**WHAT THE TASK ASKS:**
Pictures aside, repeat every record below exactly.

Stored data entries:
================================
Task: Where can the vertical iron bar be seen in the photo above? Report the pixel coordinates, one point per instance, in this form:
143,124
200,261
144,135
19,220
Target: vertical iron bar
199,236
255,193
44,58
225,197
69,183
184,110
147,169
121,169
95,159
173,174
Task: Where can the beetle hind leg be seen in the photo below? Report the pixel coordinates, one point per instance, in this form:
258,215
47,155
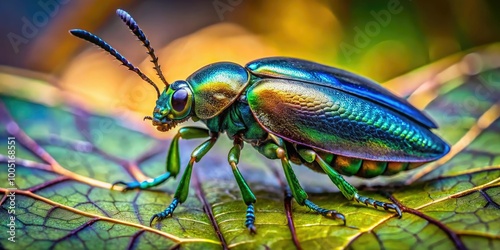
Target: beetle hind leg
325,212
345,188
369,201
247,194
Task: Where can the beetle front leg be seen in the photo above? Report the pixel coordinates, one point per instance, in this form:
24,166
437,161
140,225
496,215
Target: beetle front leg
246,192
345,188
182,190
172,162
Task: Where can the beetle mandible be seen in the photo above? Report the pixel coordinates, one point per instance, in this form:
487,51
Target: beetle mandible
330,120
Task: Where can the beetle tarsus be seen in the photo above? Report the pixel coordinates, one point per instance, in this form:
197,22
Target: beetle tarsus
250,219
128,186
369,201
325,212
167,212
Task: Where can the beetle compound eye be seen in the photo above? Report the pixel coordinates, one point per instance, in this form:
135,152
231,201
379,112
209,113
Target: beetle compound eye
179,99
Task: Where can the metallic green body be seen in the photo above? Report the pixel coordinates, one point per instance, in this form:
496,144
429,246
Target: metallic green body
328,119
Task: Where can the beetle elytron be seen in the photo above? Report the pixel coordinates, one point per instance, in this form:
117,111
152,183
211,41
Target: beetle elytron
330,120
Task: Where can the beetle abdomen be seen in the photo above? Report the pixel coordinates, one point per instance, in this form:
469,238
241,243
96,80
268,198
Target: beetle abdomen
364,168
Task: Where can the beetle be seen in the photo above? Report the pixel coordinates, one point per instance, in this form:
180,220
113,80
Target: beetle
330,120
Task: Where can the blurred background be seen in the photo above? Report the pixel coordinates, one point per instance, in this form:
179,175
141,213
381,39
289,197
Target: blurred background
379,39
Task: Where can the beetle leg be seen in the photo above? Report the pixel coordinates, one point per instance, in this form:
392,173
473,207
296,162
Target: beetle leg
347,189
369,201
246,192
274,151
182,190
173,160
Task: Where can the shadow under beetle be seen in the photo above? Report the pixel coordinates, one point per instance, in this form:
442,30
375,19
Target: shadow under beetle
331,120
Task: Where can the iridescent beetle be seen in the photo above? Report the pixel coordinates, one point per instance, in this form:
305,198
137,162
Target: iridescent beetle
328,119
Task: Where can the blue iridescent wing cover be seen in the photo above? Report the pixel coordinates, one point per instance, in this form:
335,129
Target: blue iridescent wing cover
306,71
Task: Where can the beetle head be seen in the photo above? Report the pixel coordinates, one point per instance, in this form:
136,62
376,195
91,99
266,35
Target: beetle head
173,106
174,103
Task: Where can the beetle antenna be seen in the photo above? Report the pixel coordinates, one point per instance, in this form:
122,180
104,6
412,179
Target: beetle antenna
85,35
134,27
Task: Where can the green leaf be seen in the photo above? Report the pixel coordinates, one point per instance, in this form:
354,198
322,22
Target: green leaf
66,158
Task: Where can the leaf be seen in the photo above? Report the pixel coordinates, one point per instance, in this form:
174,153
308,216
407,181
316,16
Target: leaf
66,158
================================
**WRITTEN ANSWER:**
Task: Where can the vertical iron bar be seen in the photo above? Report the pixel coordinates, one point per instance, in this form:
143,124
200,261
144,135
19,220
Target: vertical iron bar
199,236
255,193
44,58
225,197
69,183
184,110
147,169
121,169
95,159
173,174
Task: Where can the beetle hind leg be seen in the photo below? Report the pixel coordinates, one point per instance, in this form:
258,215
47,155
Target: beetle hind leg
325,212
345,188
369,201
247,194
Task: Where can the beetle front leg be seen in the photo above? Report the pixel coordinates, one point per instance, in this form:
24,166
437,161
140,225
496,215
Target: beetle front leg
246,192
345,188
182,190
172,162
Task: Where can the beetle mandible be seen in the photo above? Report the pixel coordinates, one point per instance, in this form:
487,51
Target: beetle mandible
330,120
Task: Where can the beetle tarsus be seen in the photo above? Report the pixel coordinates, one point per instance, in this form:
197,22
Target: beetle tarsus
250,219
128,186
369,201
325,212
167,212
Task: Where can the beetle compound eye be seen in the photo above? Report the pixel coordinates, one point per instance, in this form:
135,152
231,201
379,112
209,113
Target: beetle compound eye
179,99
Task: Where can the metallic green body be seen in the photo above? Report the pixel coordinates, one point per instance, in this form:
496,144
429,246
Target: metallic green body
328,119
Task: Where can the beetle elytron be seen in the photo above? Report the pixel coordinates, one point per instance, in this form:
117,111
152,183
211,41
Target: beetle elytron
330,120
Task: Where can the beetle abdomen be seen in the photo above? Report the pixel coordinates, one point per instance, in this form:
469,238
241,243
96,80
268,198
Target: beetle abdomen
364,168
Task: Where can the beetle be seen in the photo above? Report the pixel coordinates, one point per instance, in this form:
180,220
113,80
Target: beetle
330,120
Task: Where can the blurred background be seen in the photo above? Report the pixel coordinates, one point per instance, in this form:
179,175
141,213
381,39
289,197
Target: blurred background
379,39
Task: Where can the beetle leg be seen in the photo above? Report the pixel coordinates, one point per instance, in this form:
392,173
473,207
296,162
Target: beetle leg
347,189
369,201
246,192
274,151
182,190
173,160
Task: Where can the shadow under beetle be seen in the photo above? Report the pixel coordinates, one point per instance, in this form:
442,30
375,19
Target: shadow under beetle
331,120
Task: Where can the iridescent beetle be seen in the photo above? Report the pixel coordinates, one point per instance, in this form:
305,198
137,162
Target: iridescent beetle
328,119
Task: Where can the blue iridescent wing cover be seen in the photo above? Report the pixel coordinates, one point per instance, in this form:
335,129
Target: blue iridescent wing cover
306,71
Task: Where can the beetle head be seen in the photo above? Report the pixel coordinates, one point per instance, in this form:
136,62
376,195
91,99
266,35
Target: beetle head
173,106
174,103
Task: Where can the beetle antenna be seen in the photo above? Report the pixel coordinates, one point per instance, in this form:
122,180
104,6
412,179
Target: beetle antenna
85,35
134,27
Task: Where can the green leaf be seen in the photo above? Report the pixel coordinates, one point per instance, in this form:
354,198
322,22
Target: green leaf
66,158
Task: Where can the leaf be seen in the photo above? Report the pixel coordinates, one point per instance, in this form:
174,153
308,216
407,181
316,16
Target: leaf
66,158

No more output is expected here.